## AIM:
Write out, without any change, the lines running from the line with "One point belongs on each instance of the puma" to the line with "(1212, 137)", both of those lines included.
——————
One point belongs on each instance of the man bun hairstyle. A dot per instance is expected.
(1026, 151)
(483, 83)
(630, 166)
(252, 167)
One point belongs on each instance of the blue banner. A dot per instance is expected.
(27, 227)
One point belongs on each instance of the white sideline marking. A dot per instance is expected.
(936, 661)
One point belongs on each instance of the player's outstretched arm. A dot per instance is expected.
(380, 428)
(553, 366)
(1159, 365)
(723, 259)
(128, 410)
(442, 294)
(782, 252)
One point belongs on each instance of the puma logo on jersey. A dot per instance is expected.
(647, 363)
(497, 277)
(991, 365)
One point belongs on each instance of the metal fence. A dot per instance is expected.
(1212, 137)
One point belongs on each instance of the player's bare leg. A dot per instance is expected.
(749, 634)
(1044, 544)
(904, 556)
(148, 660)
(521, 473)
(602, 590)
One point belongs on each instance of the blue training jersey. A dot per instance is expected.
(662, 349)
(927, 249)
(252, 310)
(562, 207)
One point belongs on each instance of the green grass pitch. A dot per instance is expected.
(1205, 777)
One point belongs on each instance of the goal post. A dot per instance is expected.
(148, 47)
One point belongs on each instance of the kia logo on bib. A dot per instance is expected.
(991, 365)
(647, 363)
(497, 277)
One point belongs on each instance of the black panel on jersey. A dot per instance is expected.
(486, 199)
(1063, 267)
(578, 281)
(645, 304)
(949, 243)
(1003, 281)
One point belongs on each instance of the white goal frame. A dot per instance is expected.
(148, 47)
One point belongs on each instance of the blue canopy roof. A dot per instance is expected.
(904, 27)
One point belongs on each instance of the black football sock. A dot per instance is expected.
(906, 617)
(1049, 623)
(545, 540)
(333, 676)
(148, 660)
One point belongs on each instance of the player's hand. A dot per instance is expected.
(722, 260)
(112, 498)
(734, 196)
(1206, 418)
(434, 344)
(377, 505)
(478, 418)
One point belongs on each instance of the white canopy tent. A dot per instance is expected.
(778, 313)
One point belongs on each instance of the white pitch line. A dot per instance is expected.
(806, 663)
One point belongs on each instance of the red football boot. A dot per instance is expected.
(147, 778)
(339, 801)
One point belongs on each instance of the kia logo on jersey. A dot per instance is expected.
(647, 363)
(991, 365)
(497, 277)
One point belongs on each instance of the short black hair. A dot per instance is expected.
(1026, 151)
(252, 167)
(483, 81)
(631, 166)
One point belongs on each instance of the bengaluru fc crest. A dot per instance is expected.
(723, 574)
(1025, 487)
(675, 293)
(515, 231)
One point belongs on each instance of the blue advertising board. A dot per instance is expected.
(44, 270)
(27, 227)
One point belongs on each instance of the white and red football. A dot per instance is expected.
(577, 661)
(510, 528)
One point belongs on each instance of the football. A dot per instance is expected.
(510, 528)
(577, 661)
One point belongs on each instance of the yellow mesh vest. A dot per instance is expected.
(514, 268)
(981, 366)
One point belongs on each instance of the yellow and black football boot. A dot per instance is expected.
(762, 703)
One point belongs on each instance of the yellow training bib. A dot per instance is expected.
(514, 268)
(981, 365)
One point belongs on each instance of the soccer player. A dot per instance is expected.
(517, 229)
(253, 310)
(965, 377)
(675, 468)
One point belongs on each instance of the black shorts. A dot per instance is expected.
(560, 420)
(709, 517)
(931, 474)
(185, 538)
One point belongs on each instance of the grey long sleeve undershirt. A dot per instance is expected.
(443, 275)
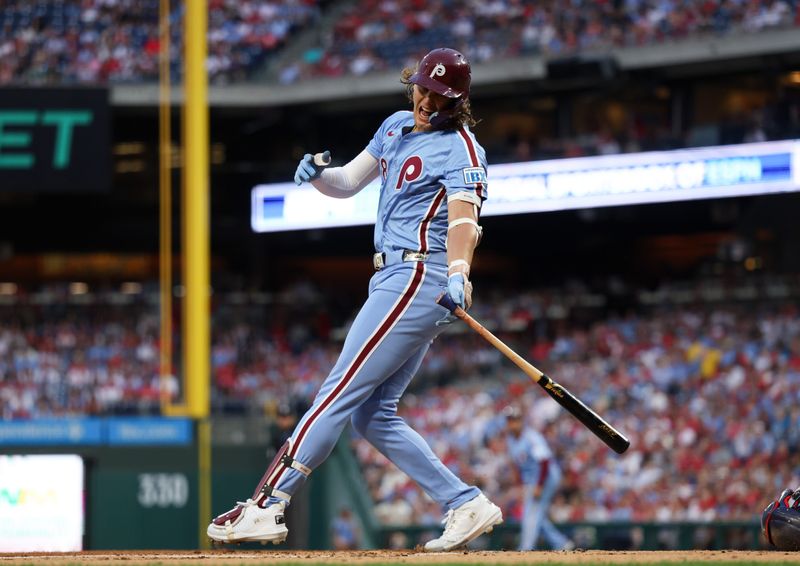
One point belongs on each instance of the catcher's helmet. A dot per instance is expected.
(445, 71)
(780, 521)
——————
## TASK RESULT:
One point belongs on each instance of the puma logo on jersey. A dot per instance is expected.
(647, 363)
(497, 277)
(991, 365)
One point belongs on each instance of the metal fence. A dot per instance is expected.
(1212, 137)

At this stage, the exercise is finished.